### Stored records
* * *
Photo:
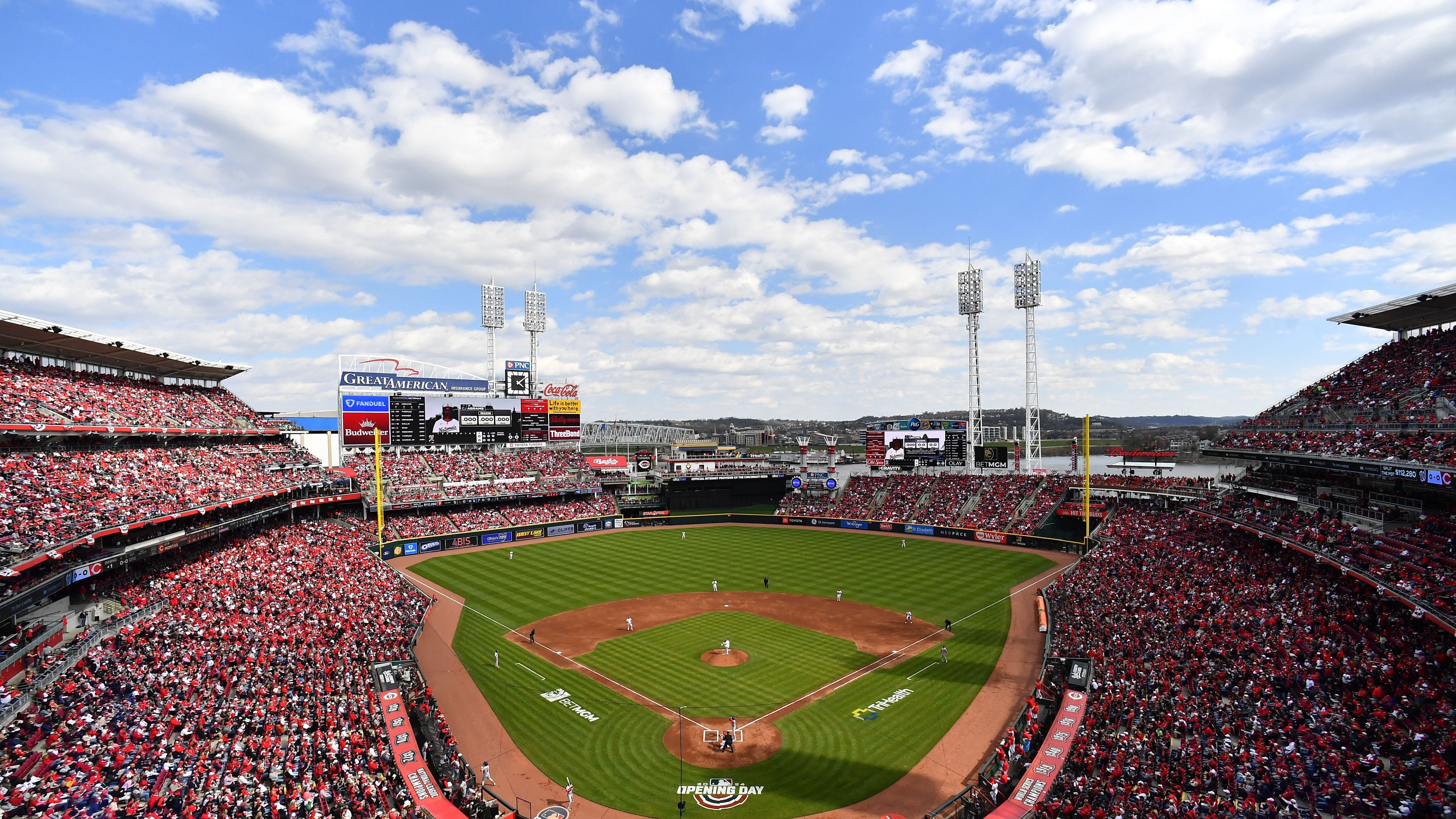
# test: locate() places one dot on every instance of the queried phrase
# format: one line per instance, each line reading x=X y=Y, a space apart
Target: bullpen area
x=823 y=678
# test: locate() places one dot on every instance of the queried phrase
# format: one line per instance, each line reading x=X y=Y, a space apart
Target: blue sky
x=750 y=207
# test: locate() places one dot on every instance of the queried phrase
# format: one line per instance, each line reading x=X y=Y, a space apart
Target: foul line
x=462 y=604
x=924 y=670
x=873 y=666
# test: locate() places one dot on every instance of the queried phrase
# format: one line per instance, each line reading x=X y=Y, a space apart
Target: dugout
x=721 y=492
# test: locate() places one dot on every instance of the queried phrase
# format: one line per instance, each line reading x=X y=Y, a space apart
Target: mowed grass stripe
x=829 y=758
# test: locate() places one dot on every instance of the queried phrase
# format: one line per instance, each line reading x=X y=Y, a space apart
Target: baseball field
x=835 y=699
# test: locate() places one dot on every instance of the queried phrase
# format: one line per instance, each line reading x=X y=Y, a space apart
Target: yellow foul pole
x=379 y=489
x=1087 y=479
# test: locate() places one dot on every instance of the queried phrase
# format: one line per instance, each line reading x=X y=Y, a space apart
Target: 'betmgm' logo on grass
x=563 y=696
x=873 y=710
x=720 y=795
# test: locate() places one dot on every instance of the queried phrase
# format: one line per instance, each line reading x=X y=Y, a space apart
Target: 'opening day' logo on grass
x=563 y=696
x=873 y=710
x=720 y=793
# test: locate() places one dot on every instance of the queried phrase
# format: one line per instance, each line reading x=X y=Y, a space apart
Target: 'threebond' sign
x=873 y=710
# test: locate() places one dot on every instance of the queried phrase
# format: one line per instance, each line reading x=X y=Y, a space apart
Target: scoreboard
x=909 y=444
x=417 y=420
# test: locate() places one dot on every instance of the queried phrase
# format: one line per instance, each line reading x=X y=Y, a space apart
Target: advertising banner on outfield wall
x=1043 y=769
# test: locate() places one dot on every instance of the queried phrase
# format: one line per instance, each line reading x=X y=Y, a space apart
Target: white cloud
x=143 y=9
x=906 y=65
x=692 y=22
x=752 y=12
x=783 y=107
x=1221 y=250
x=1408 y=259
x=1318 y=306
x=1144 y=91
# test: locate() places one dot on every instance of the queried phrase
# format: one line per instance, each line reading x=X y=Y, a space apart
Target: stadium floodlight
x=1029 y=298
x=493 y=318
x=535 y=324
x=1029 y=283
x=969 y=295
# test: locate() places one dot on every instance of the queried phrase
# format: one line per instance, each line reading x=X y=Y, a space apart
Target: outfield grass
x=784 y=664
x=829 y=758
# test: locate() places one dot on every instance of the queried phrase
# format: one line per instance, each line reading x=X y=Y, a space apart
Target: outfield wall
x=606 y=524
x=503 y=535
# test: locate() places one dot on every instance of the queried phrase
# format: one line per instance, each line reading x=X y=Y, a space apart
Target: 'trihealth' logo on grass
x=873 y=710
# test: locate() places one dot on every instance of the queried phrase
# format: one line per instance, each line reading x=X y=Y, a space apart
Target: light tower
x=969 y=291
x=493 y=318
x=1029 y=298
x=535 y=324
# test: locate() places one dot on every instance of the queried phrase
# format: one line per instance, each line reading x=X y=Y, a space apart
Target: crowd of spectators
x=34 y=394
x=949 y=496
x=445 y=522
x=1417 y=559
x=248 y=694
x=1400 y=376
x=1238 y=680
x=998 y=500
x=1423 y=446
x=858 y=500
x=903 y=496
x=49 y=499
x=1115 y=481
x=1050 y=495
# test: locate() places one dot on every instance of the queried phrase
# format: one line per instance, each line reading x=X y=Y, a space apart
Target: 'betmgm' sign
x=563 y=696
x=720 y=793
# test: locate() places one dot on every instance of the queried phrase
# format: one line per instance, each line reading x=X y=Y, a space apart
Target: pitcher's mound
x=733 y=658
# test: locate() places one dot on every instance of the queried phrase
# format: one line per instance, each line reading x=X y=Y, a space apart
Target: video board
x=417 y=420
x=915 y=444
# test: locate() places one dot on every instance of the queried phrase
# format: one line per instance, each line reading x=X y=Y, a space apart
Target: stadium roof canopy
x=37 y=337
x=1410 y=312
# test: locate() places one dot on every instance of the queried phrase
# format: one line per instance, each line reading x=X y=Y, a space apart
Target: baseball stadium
* * *
Convert all the rows above into a numbered list with no blank lines, and leave the pictures out.

### SOLUTION TO THIS EXERCISE
1. Photo:
2. # test: locate() places one dot on every instance of the queried phrase
3. # format: one line per instance, each line reading x=X y=Y, a space apart
4. Target: bullpen area
5. x=823 y=678
6. # test: locate() places one dot on every instance of the queried phrase
7. # format: one line per instance, each line reading x=X y=Y, a space apart
8. Target: blue sky
9. x=750 y=207
10. # test: locate() places one dot on every instance of the queried phrase
11. # format: one line per instance, each line reading x=X y=Y, a space apart
12. Target: foul line
13. x=462 y=604
14. x=924 y=670
15. x=873 y=666
16. # test: locate() places one dot on every instance of the queried phrase
17. # format: one line per instance, each line reading x=X y=Y, a space apart
18. Target: dugout
19. x=721 y=492
20. # test: locate() places one dot on every instance of the queried phrase
21. # format: one line per instance, each line reading x=X y=Y, a space apart
22. Target: mowed grass stripe
23. x=829 y=758
24. # test: locate() places one dot on every instance of the queried phrase
25. # format: one line per instance, each line reading x=X y=Y, a space apart
26. Target: baseball field
27. x=835 y=699
28. # test: locate() places one dot on every instance of the queried phrase
29. # format: one line per instance, each line reading x=X y=Y, a space apart
30. Target: yellow foul pole
31. x=379 y=489
32. x=1087 y=479
33. # test: locate() places one dot on every instance of the queried phrase
34. # format: one line per instance, each line reading x=X y=Y, a space apart
35. Target: 'betmgm' logo on grass
36. x=563 y=696
37. x=873 y=710
38. x=720 y=795
39. # test: locate() places one dot on every instance of the queried phrase
40. # format: one line per instance, each line reading x=X y=Y, a space apart
41. Target: 'opening day' logo on grass
42. x=563 y=696
43. x=873 y=710
44. x=720 y=793
45. # test: locate() places one dot on every instance of the queried phrase
46. # format: one line per instance, each line reading x=X y=Y, a space apart
47. Target: 'threebond' sign
48. x=873 y=710
49. # test: locate() places one dot on every instance of the queried phrase
50. # format: one line per instance, each line reading x=X y=Y, a space apart
51. Target: scoreboard
52. x=909 y=444
53. x=417 y=420
54. # test: locate() places one dot on every instance of the queried phrase
55. # format: one line per instance, each line reading x=X y=Y, a space apart
56. Target: advertising banner on outfield wall
57. x=1043 y=769
58. # test: locate() places one dot on every instance of the queried phrase
59. # format: one line per instance, each line reading x=X y=Y, a space apart
60. Target: white cloud
61. x=143 y=9
62. x=906 y=65
63. x=692 y=22
64. x=752 y=12
65. x=783 y=107
66. x=1221 y=250
67. x=1408 y=259
68. x=1318 y=306
69. x=1144 y=91
70. # test: locate() places one dot on every instance of the queried phrase
71. # format: one line per instance, each line reading x=X y=Y, a space apart
72. Target: stadium floodlight
73. x=1029 y=298
74. x=493 y=318
75. x=535 y=324
76. x=1029 y=283
77. x=969 y=295
78. # test: locate() places one dot on every instance of the queried phrase
79. # format: one line per instance, each line reading x=X y=Y, a space apart
80. Target: outfield grass
81. x=784 y=664
82. x=829 y=758
83. # test: locate() places one dot on every instance of the queried phrase
84. # format: one line per instance, each line reading x=X y=Y, a space apart
85. Target: outfield wall
86. x=606 y=524
87. x=503 y=535
88. # test: locate() places one dot on every instance of the queried phrase
89. # format: one line per instance, each line reading x=X y=Y, a space apart
90. Target: 'trihealth' logo on grass
91. x=873 y=710
92. # test: locate() places one dot on every instance of the queried phrase
93. # format: one line per instance, each line reading x=X y=Y, a space apart
94. Target: light tower
95. x=969 y=291
96. x=493 y=318
97. x=1029 y=298
98. x=535 y=324
99. # test: locate() places one dot on every instance of the queried phrase
100. # format: one line per instance, each line reading x=X y=Y, a space apart
101. Target: crowd of spectators
102. x=34 y=394
103. x=949 y=496
104. x=445 y=522
105. x=1417 y=559
106. x=248 y=694
107. x=1400 y=376
108. x=1238 y=680
109. x=998 y=500
110. x=1423 y=446
111. x=858 y=500
112. x=903 y=496
113. x=49 y=499
114. x=1115 y=481
115. x=1050 y=495
116. # test: locate() places one dot on every instance of the queried phrase
117. # format: one line per instance, each line reading x=X y=Y, a space apart
118. Target: 'betmgm' sign
119. x=563 y=696
120. x=720 y=793
121. # test: locate() places one dot on every instance of the queried phrase
122. # format: one line per instance, each line reading x=X y=Y, a space apart
123. Target: pitcher's mound
124. x=733 y=658
125. # test: locate() places one dot on every instance of the queried phrase
126. # format: one line per instance, each line reading x=X y=Y, a space apart
127. Target: video board
128. x=417 y=420
129. x=915 y=444
130. # test: locate() places one dot on every instance of the queried phrase
131. # format: one line per instance, each line reading x=X y=Y, a space apart
132. Target: stadium roof canopy
133. x=37 y=337
134. x=1410 y=312
135. # test: locate() places one dot on every instance of the queried phrase
136. # format: one line per instance, each line reading x=X y=Y, a space apart
137. Target: baseball stadium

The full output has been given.